GOAL =>
Tally how many lines of the data below contain the string "concrete", and reply with that number alone.

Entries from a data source
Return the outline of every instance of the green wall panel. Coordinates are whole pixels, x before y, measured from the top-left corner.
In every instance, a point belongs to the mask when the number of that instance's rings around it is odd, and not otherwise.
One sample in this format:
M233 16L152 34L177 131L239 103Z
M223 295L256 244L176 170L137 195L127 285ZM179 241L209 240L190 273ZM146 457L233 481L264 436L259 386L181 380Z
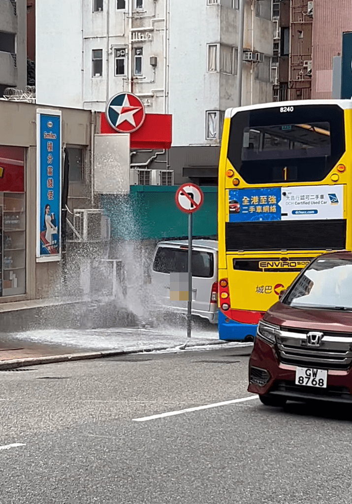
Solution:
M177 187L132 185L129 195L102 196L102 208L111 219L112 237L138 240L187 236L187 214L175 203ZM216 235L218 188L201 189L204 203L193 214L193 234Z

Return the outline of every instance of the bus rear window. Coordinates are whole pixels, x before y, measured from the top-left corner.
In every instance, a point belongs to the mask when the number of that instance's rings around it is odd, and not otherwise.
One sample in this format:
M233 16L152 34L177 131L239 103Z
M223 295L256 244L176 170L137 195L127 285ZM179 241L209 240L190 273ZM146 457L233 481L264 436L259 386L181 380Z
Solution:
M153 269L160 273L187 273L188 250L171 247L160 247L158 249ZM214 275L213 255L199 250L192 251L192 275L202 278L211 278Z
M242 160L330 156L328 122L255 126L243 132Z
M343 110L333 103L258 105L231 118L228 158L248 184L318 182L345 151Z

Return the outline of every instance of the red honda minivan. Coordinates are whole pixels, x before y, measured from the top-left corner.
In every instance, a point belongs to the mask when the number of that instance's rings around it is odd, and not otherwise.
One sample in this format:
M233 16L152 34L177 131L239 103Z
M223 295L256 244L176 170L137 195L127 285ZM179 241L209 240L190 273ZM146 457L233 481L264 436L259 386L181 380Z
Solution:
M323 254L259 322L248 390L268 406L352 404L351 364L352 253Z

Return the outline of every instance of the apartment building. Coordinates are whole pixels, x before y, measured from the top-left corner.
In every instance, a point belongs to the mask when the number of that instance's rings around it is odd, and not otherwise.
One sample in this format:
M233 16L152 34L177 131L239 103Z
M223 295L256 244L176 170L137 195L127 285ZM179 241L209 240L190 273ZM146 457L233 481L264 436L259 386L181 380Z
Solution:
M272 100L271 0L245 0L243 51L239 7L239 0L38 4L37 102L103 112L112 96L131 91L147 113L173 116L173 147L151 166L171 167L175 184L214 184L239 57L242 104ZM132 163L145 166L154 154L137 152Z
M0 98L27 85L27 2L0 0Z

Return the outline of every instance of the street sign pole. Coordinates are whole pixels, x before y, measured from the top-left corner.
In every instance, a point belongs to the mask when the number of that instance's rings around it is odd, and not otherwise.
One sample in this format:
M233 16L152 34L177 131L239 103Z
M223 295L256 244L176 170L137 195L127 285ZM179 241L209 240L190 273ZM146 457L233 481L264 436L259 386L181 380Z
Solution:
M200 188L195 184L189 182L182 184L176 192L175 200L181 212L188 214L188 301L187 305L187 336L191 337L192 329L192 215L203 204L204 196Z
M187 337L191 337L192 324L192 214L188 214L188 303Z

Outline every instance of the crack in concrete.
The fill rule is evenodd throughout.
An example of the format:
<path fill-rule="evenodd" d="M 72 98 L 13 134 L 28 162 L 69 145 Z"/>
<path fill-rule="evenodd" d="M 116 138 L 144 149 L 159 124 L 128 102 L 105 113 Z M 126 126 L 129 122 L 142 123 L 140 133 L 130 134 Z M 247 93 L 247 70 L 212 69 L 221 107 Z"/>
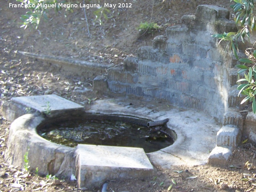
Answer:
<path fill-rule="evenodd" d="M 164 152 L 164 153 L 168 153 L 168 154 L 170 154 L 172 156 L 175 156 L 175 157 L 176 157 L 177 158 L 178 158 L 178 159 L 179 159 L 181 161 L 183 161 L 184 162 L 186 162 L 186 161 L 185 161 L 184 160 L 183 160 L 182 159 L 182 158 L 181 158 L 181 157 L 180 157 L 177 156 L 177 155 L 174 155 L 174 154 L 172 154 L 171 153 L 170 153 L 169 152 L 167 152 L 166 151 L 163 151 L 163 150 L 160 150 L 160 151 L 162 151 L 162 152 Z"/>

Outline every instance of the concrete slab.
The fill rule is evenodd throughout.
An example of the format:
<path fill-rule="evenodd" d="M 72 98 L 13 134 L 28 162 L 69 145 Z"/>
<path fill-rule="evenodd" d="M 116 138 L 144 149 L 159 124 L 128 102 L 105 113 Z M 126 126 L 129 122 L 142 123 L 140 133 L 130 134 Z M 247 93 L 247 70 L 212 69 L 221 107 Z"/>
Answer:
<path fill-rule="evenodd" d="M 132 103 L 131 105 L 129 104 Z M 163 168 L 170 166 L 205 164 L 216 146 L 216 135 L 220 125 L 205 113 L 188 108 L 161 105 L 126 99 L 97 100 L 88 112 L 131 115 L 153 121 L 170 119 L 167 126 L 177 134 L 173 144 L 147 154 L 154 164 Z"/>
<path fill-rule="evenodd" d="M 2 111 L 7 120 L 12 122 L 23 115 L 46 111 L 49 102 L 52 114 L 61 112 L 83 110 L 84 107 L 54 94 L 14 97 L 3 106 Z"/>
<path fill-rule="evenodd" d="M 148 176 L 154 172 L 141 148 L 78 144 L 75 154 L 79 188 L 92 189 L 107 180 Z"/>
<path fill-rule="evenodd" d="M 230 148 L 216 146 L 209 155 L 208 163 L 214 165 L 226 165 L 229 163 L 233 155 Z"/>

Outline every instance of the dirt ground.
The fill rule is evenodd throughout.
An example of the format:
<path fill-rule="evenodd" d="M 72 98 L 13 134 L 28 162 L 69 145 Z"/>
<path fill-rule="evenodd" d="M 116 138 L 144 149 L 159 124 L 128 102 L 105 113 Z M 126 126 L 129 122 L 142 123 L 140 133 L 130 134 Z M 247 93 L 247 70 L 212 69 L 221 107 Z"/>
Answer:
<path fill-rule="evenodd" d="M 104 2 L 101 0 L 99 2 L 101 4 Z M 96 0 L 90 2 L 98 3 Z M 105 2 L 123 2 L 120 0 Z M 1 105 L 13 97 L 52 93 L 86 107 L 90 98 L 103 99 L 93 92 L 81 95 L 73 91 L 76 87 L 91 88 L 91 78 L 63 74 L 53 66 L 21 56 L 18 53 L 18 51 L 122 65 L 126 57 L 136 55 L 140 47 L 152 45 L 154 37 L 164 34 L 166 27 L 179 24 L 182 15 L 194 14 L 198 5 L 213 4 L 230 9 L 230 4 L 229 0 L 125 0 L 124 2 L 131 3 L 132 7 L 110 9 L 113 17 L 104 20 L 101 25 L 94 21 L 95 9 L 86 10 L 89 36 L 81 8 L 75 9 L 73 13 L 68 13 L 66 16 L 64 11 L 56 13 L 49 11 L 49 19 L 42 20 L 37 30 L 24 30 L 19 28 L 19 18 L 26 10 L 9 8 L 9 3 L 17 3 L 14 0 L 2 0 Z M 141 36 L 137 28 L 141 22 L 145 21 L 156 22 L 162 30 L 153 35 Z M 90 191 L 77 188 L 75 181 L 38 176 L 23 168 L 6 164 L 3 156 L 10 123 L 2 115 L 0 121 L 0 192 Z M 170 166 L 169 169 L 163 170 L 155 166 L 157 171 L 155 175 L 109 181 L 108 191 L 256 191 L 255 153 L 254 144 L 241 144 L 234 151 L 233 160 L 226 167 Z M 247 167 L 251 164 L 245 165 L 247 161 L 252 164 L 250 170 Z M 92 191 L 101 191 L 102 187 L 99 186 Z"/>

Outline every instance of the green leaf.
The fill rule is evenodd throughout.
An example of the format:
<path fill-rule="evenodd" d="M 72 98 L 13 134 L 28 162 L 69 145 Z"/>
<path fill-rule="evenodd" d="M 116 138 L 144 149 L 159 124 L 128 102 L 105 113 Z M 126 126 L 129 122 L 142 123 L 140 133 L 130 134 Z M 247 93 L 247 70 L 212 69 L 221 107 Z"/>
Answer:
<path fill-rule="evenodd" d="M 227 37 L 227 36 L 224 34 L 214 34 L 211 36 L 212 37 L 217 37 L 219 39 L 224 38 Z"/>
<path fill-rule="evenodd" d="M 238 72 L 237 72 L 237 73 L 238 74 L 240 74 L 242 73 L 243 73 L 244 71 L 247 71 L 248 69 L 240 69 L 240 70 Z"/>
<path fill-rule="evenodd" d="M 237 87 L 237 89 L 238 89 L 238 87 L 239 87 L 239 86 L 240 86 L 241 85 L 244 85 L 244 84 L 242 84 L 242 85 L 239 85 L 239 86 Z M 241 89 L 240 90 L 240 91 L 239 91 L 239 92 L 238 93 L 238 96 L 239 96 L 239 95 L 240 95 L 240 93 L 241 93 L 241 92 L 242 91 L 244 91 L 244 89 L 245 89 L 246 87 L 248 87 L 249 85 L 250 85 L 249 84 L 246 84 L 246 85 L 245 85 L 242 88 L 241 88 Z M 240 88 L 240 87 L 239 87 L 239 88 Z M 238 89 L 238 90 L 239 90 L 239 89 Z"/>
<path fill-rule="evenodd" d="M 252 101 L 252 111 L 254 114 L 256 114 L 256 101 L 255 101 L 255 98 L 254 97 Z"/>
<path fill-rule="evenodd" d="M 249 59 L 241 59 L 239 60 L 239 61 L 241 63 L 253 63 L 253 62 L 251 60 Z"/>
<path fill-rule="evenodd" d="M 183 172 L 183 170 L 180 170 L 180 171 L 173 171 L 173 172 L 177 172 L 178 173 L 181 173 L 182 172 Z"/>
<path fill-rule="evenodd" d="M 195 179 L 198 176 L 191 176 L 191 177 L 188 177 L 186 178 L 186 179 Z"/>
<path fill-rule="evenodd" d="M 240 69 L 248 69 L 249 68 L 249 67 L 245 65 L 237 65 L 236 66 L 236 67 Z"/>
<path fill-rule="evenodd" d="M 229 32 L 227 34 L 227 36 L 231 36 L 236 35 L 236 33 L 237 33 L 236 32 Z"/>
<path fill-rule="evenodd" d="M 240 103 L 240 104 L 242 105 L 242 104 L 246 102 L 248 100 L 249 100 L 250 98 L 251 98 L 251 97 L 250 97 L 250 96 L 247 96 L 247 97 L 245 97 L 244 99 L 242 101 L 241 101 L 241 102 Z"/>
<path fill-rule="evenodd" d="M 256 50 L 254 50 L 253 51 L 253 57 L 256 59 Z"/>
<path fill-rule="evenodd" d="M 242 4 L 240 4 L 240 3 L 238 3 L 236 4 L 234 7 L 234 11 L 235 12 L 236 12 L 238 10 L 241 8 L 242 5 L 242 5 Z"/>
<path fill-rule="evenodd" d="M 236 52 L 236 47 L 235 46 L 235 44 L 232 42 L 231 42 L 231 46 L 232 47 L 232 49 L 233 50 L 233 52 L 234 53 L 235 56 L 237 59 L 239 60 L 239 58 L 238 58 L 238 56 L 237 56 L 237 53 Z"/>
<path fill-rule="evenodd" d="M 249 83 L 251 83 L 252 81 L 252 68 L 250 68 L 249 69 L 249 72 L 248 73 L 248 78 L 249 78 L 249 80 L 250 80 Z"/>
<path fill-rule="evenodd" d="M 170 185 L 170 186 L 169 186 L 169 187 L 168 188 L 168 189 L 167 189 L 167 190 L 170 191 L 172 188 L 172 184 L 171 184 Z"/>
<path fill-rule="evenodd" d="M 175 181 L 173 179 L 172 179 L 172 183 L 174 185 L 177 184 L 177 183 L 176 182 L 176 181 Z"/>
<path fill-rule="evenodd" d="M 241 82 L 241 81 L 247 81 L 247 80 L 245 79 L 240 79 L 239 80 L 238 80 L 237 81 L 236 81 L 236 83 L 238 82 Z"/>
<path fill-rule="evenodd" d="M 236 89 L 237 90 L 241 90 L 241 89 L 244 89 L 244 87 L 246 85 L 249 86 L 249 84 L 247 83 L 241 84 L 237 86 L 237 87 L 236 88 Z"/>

ANSWER IN FULL =>
2